WHAT IS EXPECTED: Your task is to repeat the records exactly from the line containing "Would you be willing to put a dot on the hazy" onward, through the final line.

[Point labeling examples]
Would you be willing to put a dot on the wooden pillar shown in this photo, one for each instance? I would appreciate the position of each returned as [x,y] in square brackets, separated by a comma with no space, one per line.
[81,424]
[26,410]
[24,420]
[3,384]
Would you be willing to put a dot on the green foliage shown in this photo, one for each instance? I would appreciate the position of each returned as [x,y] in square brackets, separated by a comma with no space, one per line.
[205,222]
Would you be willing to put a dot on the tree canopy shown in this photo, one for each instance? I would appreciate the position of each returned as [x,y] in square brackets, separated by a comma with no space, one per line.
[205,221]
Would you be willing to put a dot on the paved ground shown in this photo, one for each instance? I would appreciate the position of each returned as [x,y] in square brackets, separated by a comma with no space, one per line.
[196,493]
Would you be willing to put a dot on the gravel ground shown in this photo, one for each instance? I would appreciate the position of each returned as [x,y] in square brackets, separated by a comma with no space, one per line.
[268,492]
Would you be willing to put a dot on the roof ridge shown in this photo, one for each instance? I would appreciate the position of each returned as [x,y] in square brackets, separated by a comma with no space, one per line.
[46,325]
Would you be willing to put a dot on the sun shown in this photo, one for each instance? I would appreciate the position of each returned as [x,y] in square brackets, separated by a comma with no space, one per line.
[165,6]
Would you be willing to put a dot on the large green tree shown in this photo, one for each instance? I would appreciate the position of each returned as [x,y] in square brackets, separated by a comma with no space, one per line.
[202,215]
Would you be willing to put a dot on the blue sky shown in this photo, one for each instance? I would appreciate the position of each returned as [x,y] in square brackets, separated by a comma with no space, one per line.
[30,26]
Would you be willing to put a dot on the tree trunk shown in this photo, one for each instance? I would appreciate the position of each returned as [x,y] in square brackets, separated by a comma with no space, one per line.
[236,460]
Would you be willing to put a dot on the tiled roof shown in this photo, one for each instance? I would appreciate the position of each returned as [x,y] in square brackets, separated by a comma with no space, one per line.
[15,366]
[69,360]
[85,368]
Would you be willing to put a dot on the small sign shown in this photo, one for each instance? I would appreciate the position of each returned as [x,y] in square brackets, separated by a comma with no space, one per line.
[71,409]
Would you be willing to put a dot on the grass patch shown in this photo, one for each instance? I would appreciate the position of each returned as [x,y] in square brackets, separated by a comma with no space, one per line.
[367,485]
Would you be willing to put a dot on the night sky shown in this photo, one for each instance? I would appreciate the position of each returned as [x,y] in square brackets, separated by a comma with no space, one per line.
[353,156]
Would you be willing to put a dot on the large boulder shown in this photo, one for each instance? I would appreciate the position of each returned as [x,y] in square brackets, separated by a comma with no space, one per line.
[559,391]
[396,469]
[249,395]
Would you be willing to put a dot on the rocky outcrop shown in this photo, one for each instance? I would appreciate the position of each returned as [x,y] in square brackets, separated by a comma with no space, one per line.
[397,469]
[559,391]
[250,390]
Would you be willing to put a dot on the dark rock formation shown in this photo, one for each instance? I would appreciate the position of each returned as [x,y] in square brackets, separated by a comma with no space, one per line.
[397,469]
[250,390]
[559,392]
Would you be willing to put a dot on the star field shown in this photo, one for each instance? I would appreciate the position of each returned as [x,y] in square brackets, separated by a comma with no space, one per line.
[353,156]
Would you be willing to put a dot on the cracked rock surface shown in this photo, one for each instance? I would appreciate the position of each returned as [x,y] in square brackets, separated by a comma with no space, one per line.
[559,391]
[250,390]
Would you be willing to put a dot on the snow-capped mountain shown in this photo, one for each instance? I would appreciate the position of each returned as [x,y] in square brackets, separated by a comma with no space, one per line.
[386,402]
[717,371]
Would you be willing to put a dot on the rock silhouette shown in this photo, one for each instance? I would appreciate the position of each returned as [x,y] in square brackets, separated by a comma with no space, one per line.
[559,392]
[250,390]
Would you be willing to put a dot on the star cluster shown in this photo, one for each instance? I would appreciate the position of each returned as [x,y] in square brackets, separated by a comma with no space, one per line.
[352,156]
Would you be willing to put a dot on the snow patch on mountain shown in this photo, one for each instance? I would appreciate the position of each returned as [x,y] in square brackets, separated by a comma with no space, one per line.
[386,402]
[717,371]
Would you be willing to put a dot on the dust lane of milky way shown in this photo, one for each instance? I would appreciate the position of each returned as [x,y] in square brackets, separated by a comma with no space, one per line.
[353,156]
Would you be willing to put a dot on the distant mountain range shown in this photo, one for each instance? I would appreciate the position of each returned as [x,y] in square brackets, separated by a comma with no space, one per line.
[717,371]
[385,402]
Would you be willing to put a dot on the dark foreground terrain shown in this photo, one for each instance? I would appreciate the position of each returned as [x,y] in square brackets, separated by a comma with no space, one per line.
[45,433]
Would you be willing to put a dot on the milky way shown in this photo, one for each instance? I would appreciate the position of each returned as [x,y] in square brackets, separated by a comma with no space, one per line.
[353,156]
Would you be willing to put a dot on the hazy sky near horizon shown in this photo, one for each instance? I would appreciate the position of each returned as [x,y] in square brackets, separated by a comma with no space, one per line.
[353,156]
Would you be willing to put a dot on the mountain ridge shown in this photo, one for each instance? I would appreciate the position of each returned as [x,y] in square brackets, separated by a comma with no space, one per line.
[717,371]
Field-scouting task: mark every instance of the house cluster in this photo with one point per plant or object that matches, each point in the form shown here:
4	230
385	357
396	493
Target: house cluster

ANSWER:
Would you be willing to put a dot on the hazy sky near horizon shown in this photo, one for each instance? I would appreciate the position of each returned as [x,y] in square brackets, separated by a comma with no space, one per line.
[353,156]
Would you be willing to put a dot on the mountain ridge shown in this photo, one for each instance? I would appreciate the position of each returned as [x,y] in square brackets, separated by a comma with no space, one per line.
[717,371]
Field-scouting task: mark every instance of the house cluster in this photo with one point per plant or object that matches, each point in the form shown here:
4	230
385	357
396	493
Target: house cluster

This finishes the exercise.